# Required action:
The required output is a single number: how many lines of the material contain the string "necktie".

# The data:
--

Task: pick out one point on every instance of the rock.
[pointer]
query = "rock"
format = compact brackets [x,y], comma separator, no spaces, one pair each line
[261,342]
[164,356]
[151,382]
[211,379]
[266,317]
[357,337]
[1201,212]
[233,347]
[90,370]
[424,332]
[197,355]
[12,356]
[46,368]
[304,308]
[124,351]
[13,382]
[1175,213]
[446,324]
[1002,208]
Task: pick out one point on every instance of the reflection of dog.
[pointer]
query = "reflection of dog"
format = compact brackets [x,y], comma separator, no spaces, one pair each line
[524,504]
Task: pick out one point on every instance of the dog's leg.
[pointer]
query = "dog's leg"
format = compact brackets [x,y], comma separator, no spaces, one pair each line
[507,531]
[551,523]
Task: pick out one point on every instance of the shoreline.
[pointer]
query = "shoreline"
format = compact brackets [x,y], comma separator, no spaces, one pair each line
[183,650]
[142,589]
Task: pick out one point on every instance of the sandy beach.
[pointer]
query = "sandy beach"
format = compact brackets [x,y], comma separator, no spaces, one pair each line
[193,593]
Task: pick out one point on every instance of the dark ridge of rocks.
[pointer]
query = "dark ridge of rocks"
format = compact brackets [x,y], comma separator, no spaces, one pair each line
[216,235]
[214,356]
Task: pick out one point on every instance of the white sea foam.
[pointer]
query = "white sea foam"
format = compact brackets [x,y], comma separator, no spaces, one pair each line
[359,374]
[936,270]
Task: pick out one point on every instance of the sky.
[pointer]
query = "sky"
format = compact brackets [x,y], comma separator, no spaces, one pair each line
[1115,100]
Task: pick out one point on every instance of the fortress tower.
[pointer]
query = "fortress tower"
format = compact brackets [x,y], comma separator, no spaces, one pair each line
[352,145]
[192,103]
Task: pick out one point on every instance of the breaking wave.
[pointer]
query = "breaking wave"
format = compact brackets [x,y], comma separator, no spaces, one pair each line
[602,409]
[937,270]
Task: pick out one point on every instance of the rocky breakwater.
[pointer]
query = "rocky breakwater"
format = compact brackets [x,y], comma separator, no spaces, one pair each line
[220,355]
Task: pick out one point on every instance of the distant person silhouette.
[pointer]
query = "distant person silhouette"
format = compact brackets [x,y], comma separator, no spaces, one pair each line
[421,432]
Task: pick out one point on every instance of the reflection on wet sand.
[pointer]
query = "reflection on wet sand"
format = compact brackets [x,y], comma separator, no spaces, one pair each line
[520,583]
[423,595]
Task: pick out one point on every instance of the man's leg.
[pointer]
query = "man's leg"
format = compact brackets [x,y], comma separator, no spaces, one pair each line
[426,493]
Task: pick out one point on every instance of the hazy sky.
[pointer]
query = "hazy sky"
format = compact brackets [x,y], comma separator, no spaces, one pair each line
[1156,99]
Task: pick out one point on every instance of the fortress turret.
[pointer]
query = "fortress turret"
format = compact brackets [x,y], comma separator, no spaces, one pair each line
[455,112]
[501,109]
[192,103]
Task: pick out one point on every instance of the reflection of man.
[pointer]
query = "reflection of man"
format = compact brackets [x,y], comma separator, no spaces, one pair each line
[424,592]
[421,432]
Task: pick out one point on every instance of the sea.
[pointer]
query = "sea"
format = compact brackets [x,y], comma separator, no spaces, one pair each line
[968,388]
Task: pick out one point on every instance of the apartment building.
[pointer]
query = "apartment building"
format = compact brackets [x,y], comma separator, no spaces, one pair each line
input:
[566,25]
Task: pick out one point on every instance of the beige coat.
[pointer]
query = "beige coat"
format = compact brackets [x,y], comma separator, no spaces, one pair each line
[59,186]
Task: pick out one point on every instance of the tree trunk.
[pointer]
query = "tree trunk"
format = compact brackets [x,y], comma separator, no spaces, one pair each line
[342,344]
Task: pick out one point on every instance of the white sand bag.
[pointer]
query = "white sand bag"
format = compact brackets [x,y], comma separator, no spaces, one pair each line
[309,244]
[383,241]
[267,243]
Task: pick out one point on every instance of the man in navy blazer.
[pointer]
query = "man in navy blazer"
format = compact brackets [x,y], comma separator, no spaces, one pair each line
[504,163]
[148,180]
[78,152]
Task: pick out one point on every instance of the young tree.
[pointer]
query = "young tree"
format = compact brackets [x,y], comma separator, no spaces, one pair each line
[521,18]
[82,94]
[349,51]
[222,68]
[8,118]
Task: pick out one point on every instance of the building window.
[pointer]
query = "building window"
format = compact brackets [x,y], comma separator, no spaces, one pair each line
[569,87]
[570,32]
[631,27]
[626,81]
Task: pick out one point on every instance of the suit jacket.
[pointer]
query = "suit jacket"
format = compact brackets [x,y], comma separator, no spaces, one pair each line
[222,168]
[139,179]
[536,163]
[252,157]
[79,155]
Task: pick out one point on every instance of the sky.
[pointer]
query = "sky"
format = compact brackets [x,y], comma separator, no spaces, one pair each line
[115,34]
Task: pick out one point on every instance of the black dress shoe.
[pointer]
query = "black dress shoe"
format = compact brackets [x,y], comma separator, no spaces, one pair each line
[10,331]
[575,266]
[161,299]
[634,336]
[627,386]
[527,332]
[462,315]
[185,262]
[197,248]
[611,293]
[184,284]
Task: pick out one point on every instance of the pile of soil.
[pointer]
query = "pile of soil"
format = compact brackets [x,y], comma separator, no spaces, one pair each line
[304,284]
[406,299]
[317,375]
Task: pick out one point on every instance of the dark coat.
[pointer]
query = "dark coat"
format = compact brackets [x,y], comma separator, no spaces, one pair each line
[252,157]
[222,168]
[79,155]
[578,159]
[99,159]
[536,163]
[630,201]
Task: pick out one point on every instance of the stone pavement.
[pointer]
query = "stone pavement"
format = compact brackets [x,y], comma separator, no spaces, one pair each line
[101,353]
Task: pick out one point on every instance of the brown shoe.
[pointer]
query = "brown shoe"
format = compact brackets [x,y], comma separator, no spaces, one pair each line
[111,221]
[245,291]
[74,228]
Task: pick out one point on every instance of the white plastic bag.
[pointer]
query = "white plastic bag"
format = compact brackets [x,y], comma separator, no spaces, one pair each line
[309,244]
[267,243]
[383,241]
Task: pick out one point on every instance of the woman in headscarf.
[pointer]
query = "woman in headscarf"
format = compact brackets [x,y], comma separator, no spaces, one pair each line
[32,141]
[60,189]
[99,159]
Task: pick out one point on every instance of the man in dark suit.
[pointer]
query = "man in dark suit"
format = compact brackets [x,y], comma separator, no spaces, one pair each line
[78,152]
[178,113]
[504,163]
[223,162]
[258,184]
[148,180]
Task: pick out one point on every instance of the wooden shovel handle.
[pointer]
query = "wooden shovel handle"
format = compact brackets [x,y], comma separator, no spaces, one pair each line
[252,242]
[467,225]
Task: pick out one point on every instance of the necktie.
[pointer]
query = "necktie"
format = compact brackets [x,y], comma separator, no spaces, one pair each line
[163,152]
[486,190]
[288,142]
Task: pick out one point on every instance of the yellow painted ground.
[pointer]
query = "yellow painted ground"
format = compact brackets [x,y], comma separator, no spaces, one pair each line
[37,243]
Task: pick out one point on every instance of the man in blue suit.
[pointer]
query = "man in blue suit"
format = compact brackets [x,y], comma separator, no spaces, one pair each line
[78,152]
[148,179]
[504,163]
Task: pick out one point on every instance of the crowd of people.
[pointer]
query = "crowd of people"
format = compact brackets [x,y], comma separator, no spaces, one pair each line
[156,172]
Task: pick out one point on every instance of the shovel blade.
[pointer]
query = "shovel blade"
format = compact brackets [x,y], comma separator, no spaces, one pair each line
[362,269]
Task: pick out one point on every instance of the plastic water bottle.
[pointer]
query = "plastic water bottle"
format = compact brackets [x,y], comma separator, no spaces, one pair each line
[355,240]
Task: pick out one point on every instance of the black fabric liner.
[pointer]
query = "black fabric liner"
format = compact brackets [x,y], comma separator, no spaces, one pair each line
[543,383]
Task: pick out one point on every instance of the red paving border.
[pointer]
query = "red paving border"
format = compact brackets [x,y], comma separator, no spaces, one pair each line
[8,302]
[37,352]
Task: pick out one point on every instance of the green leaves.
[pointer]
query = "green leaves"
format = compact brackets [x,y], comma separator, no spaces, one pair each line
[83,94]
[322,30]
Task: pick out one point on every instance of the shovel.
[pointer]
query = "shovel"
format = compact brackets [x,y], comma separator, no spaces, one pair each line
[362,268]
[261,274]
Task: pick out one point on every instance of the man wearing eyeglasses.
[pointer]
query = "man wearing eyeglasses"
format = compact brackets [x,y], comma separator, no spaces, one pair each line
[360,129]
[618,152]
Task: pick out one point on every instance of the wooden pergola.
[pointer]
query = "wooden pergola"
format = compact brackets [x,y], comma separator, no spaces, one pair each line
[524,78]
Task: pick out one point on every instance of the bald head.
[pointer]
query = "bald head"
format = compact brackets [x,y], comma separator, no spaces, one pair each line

--

# Reply to the task:
2